[Excerpts of location labeling data]
━━━━━━━━━━━━━━━━━━━━
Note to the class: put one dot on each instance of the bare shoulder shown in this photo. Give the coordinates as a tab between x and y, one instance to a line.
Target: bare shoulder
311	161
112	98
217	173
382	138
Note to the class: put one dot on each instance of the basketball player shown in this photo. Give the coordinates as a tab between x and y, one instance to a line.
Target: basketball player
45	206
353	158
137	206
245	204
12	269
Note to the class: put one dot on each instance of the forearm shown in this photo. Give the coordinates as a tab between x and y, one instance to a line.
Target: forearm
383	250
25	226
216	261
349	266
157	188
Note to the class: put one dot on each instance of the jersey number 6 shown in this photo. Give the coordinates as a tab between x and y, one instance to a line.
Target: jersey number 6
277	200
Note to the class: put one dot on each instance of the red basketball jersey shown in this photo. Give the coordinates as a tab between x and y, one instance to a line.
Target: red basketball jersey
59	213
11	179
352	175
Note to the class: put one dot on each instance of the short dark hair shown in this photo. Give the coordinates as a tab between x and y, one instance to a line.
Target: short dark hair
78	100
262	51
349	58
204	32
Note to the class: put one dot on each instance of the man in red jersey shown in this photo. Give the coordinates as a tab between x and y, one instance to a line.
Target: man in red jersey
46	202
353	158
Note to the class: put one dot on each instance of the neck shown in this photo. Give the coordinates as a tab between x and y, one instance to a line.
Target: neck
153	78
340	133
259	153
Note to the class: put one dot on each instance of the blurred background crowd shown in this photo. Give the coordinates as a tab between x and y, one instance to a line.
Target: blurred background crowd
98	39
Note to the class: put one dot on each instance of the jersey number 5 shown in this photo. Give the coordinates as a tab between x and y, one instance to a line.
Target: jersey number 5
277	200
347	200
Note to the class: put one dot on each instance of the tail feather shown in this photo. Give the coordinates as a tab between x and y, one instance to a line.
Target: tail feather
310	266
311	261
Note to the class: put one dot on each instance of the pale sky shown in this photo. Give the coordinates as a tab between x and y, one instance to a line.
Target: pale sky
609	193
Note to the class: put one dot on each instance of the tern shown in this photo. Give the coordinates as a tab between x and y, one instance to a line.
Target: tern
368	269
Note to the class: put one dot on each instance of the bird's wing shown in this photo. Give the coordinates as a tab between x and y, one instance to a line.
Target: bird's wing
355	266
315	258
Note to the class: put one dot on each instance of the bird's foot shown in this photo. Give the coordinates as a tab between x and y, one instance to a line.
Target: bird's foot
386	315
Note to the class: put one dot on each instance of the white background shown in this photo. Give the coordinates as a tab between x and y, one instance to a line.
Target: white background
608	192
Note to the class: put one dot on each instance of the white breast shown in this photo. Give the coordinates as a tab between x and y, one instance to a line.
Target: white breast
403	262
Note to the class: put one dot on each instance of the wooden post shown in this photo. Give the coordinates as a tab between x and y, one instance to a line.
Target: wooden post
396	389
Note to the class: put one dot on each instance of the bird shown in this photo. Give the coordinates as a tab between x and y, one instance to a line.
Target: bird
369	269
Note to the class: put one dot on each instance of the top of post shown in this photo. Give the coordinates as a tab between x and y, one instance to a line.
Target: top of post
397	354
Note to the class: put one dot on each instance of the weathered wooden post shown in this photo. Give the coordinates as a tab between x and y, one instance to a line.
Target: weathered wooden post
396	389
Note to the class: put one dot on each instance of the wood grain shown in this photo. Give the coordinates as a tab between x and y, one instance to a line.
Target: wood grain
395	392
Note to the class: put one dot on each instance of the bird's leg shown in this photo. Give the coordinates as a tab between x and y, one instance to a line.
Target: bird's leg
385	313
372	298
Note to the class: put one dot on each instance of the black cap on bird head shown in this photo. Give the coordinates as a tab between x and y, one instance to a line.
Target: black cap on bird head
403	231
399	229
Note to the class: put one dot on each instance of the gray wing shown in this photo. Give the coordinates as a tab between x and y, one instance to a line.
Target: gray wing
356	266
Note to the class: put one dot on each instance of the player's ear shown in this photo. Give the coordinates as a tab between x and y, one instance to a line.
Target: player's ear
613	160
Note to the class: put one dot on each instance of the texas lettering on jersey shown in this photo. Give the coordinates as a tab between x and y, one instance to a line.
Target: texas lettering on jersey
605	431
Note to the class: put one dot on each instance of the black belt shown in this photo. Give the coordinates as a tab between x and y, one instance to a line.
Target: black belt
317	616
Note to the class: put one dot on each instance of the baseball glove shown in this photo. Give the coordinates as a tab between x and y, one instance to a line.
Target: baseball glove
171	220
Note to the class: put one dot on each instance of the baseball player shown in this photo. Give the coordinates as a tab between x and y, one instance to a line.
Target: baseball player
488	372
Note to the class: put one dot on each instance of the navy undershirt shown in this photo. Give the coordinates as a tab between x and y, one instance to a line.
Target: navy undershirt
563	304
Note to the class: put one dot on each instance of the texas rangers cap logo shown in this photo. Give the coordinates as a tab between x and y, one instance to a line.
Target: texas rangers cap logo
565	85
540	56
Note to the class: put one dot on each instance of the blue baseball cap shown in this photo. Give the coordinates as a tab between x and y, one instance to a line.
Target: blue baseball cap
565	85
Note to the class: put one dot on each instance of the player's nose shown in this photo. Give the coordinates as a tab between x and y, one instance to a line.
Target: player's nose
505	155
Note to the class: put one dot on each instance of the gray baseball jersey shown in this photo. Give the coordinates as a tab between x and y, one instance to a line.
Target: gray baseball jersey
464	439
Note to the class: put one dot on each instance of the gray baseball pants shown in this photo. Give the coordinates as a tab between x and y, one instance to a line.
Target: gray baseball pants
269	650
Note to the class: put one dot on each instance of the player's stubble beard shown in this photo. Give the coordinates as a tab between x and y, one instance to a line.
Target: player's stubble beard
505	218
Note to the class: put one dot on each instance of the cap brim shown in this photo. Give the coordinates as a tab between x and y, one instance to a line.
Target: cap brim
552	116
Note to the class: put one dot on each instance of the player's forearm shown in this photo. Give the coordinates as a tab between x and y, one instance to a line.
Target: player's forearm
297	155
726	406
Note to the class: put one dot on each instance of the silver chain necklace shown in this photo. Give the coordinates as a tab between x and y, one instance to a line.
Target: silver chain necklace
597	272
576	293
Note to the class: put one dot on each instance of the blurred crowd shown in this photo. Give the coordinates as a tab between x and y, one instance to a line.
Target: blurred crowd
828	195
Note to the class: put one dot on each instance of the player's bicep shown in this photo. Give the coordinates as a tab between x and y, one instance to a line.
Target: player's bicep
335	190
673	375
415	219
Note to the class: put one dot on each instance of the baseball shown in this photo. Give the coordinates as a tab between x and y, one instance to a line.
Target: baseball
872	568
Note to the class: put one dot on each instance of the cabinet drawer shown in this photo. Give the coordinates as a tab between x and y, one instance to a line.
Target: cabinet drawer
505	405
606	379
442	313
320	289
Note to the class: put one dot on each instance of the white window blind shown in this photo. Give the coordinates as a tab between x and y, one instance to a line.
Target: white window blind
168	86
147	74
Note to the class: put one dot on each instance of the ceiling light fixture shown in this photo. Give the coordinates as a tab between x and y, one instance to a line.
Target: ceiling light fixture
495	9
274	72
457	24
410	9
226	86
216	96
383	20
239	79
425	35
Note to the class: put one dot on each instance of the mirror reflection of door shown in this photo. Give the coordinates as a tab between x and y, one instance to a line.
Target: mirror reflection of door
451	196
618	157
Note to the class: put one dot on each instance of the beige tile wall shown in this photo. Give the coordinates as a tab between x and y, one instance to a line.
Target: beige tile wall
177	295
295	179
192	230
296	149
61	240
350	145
━━━━━━━━━━━━━━━━━━━━
Rewrite the lines from the one containing "of the beige" through the end of the material, inclusive, swapping "tile" for "brick" and leaving everything else unchanged.

- **EXERCISE RESPONSE**:
Note to the class: put one dot on each instance of the beige brick wall shown in this photo. Give the coordinates as a tab between x and y, one instance to a line.
Target: beige brick wall
177	295
295	179
192	230
296	149
61	240
350	145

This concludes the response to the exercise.